Ertach Kernow - Coverack to Porthoustock

The Manacles

Coverack and Porthoustock are small villages on the eastern coastline of the Lizard Peninsula with the larger village of St Kevern lying roughly halfway in between and a short distance inland. The whole area lies within one of Cornwall twelve Areas of Outstanding Natural Beauty. There are a number of features dating from prehistoric times through to modern World War II defences recorded between the two coastal settlements. Many of these still remain as well as numerous wrecks submerged offshore.

Between Coverack and Porthoustock, now inland from Manacle Point where it had stood for thousands of years, is what is known as the Giants Quoits. This was originally thought to be possibly Neolithic tomb by O G S Crawford the archaeologist and pioneer aerial photographer, but now understood to be a natural rock formation. It was moved from its original location in 1966 due to quarrying and re-erected in its current position towards the coast, but between Rosenithon and Porthoustock. Crawford may have got his identification of the Giants Quoits wrong, but he was quite right in his description of Cornish stone hedges saying, ‘of their kind there are few things more beautiful than the field walls in a stony country.’ He continues later ‘…by way of compensation, hundreds of miles of most enchanting field-walls in Cornwall alone. I began my study of them without fully realizing their aesthetic qualities; when my eyes were opened I found it difficult to look at anything else.’ Crawfords 1936 article ‘The Work of Giants’ in Cornwall recently republished by Cambridge University Press concludes with ‘The work of giants in the west is done for ever, but the hedges remain, more beautiful than their makers were.’ Nicely appreciated OGS.

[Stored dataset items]

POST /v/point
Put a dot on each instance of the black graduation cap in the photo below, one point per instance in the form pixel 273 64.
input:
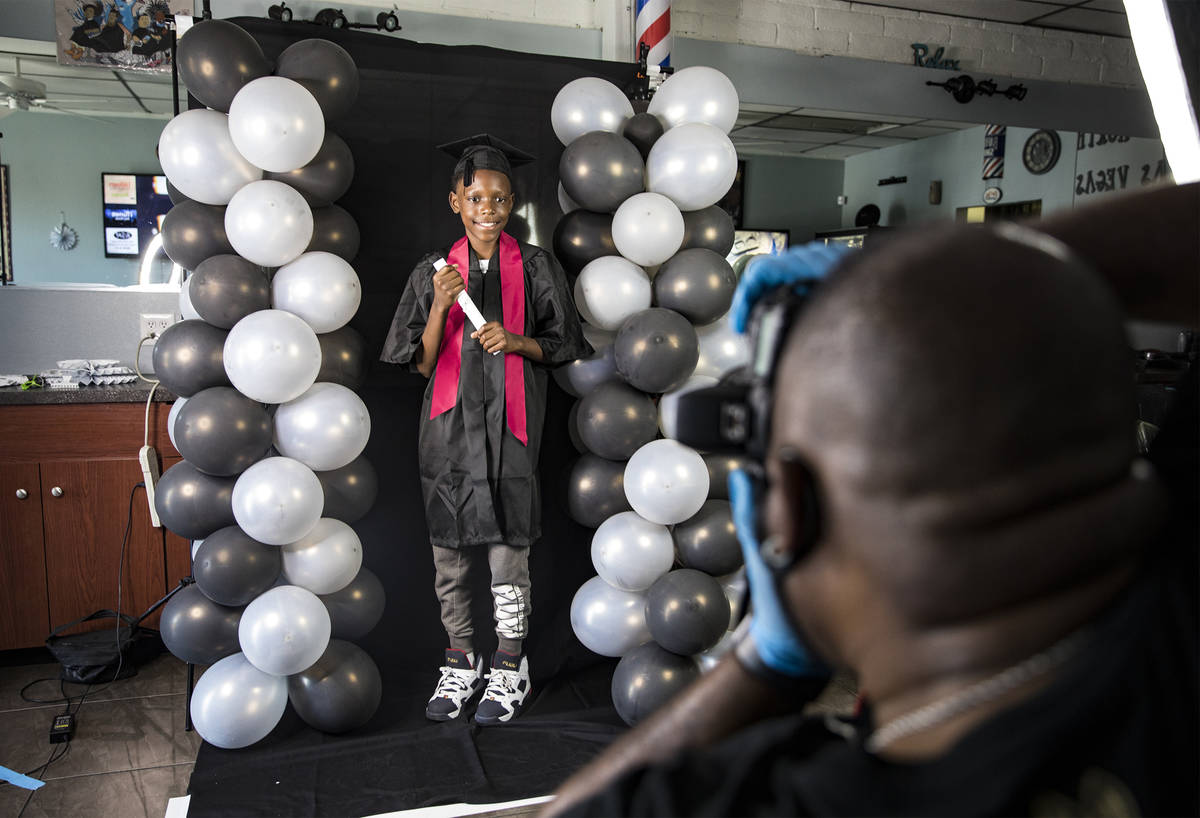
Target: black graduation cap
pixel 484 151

---

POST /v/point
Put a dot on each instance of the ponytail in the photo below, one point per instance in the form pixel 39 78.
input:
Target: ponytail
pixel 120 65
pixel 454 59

* * *

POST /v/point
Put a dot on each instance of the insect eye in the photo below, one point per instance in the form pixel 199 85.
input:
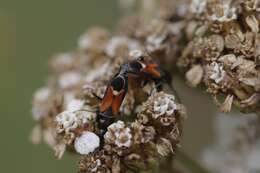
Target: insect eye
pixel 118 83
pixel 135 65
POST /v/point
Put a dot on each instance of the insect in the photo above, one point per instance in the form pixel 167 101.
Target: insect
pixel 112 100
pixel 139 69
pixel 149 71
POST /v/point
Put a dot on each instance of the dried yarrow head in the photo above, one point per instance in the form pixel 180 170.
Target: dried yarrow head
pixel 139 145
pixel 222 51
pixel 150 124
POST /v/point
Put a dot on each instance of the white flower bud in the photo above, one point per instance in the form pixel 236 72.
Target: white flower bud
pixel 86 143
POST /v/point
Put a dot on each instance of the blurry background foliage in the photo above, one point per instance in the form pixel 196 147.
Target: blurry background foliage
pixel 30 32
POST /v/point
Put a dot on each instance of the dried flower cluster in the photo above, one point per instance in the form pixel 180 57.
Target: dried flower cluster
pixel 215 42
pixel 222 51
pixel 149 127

## [Aim of the exercise]
Answer these questions from the text on Coverack to Porthoustock.
(a) What kind of protected area does the whole area between the two villages lie within?
(b) In what year was the Giants Quoits moved from its original location, and for what reason?
(c) What is the title of Crawford's 1936 article?

## [Exercise result]
(a) One of Cornwall's twelve Areas of Outstanding Natural Beauty.
(b) 1966, due to quarrying.
(c) 'The Work of Giants'.